--- Supplied data ---
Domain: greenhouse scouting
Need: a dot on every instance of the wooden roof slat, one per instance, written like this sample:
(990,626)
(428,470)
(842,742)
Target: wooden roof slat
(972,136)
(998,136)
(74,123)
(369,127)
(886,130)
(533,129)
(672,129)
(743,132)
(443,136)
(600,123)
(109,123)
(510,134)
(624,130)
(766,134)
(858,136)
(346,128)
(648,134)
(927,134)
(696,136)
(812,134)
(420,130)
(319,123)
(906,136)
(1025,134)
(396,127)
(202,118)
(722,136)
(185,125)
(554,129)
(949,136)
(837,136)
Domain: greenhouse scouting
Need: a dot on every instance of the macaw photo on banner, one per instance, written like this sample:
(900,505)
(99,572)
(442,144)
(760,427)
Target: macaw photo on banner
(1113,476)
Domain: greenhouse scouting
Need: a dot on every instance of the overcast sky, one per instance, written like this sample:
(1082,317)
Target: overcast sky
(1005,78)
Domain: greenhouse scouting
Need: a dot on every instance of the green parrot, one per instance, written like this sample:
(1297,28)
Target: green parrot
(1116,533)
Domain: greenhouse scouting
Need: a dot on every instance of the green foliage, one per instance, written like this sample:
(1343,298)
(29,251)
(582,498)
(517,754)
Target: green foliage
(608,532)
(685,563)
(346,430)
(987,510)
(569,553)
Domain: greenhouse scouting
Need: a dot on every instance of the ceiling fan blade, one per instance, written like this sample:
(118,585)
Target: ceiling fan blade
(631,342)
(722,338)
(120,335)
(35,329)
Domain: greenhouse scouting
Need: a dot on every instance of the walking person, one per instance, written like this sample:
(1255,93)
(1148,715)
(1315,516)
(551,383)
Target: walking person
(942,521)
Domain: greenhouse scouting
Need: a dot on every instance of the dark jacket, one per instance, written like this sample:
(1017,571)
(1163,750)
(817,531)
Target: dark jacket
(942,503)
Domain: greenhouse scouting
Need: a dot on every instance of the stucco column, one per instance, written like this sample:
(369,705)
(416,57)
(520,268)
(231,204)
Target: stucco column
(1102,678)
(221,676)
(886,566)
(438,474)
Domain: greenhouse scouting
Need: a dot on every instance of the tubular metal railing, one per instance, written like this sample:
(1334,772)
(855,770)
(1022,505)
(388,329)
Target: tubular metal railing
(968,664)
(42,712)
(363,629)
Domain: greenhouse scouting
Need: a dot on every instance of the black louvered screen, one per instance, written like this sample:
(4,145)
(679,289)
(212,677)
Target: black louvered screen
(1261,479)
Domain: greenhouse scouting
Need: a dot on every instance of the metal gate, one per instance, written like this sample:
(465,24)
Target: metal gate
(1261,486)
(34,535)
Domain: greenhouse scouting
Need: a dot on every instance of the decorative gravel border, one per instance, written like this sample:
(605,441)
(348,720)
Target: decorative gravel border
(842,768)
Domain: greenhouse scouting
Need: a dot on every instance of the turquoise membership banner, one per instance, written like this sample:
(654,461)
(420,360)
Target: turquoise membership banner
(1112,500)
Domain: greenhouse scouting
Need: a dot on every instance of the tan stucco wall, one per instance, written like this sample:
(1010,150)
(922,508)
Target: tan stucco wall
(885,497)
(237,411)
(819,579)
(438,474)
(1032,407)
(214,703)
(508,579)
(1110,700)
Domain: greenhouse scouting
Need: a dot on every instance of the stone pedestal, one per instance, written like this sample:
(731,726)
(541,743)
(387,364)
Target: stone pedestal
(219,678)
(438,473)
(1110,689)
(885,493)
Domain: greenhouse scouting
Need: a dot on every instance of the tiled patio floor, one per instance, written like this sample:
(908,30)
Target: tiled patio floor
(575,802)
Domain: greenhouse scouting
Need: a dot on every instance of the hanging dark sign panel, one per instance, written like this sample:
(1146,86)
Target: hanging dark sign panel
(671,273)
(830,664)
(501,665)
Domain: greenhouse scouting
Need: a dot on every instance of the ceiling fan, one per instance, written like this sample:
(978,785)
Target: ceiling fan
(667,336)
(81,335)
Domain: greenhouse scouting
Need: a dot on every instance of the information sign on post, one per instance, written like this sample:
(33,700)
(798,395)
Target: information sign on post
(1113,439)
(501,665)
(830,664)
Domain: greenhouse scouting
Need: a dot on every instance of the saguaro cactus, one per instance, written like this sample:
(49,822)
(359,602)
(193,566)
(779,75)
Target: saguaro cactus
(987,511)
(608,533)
---
▶ [Task brief]
All the data must be duplicated exactly, with nothing added or removed.

▶ [Complete answer]
Domain: greenhouse scouting
Need: a dot on every instance of the wooden roof slat, one per instance, written like this sample:
(990,626)
(428,470)
(842,742)
Target: wooden roof slat
(972,136)
(998,136)
(74,123)
(369,127)
(886,130)
(533,129)
(672,129)
(743,132)
(443,136)
(600,123)
(109,123)
(510,134)
(624,130)
(766,134)
(858,136)
(346,128)
(648,134)
(927,134)
(696,136)
(812,134)
(420,130)
(319,123)
(906,136)
(1025,134)
(396,127)
(202,118)
(722,136)
(185,125)
(554,129)
(949,136)
(837,136)
Domain: greenhouse scouting
Need: a dot on every instance of the macaw photo on banner, one per instance, written like this sample:
(900,505)
(99,572)
(442,144)
(760,427)
Target: macaw photo on banner
(1113,476)
Domain: greenhouse scouting
Need: a dot on every instance of the overcast sky, one per instance, written like this sample:
(1082,317)
Target: overcast sky
(1005,78)
Domain: greenhouse scouting
Need: a dot on every instance of the green parrot, one per instance, written like this sample:
(1297,28)
Target: green parrot
(1116,533)
Domain: greenhouse scouting
Need: a dot on every instance of the green foliage, one per instance, written like this sample:
(1343,298)
(29,251)
(582,498)
(517,754)
Target: green foliage
(608,532)
(685,563)
(346,430)
(987,510)
(569,553)
Domain: greenhouse scouting
Need: a dot on every instance of the ceiling fan blade, one per instance, written like this sample:
(118,585)
Target: ceiling fan blade
(631,342)
(722,338)
(120,335)
(35,329)
Domain: greenhouse scouting
Need: a dot on every instance of the walking person, one per instance, written like this sample:
(1255,93)
(1148,715)
(1315,516)
(551,383)
Target: walking person
(942,521)
Domain: greenhouse scouting
Need: a dot on every instance of the dark jacket, one per instance, written like this sample:
(1017,571)
(1163,750)
(817,531)
Target: dark jacket
(942,503)
Domain: greenhouse scouting
Need: a dot on every instance of the stucco column, one per instance, written like this sample:
(369,705)
(416,57)
(520,268)
(231,204)
Target: stucco column
(1102,678)
(221,676)
(886,566)
(438,474)
Domain: greenhouse scouting
Need: a dot on every instance of the tubular metal railing, one per instance, written like this sample:
(1334,772)
(855,770)
(1022,505)
(388,329)
Target: tubular metal railing
(968,664)
(42,712)
(363,629)
Domain: greenhouse scouting
Need: a dot on every instance of the black louvered screen, one per instance, written like this sample:
(4,145)
(679,289)
(212,677)
Target: black louvered screen
(1261,479)
Domain: greenhouse scouting
Need: a dot on every instance of the metal gate, one per instance, written like this sample:
(465,24)
Target: metal gate
(1261,486)
(34,535)
Domain: greenhouse scouting
Need: a dot on every instance of the decorative gravel border, one per instance, written like this sample:
(605,441)
(348,720)
Target: decorative gravel border
(842,768)
Domain: greenhouse scouting
Need: a dot on every instance of the turquoise membership banner, one per instance, written like this sample:
(654,461)
(420,360)
Target: turquoise membership banner
(1112,500)
Domain: greenhouse scouting
Need: a dot on every instance of the tan stucco wall, one per instance, written like this sample:
(1010,150)
(922,508)
Target: tan stucco wall
(885,497)
(237,411)
(819,579)
(438,474)
(1032,407)
(214,703)
(508,579)
(1110,700)
Domain: greenhouse scouting
Need: a dot on every instance of the stone pedestal, one per instance, written like this sample:
(731,726)
(541,743)
(387,364)
Target: stone pedestal
(219,678)
(438,473)
(1110,689)
(885,493)
Domain: greenhouse scouting
Need: a dot on every instance of the tiled patio floor, one per instance, written like this sample:
(908,30)
Target: tiled patio floor
(575,802)
Domain: greenhouse scouting
Need: a dot on every instance of the hanging dark sign panel, one per instance, written like this sample:
(1146,86)
Target: hanging dark sign panel
(671,273)
(830,664)
(501,665)
Domain: greenhouse scouting
Need: a dot on every instance of the ceiling fan, one per instance, written like this sample:
(978,785)
Target: ceiling fan
(667,336)
(81,335)
Domain: greenhouse scouting
Need: a dot on every instance of the information sign on post, one per instance, written like this sample:
(33,700)
(798,395)
Target: information sign on post
(1113,439)
(501,665)
(830,664)
Domain: greenhouse scouting
Need: a dot on every instance of the saguaro cactus, one per instance, written like this sample:
(49,822)
(359,602)
(193,566)
(779,75)
Target: saguaro cactus
(987,511)
(608,533)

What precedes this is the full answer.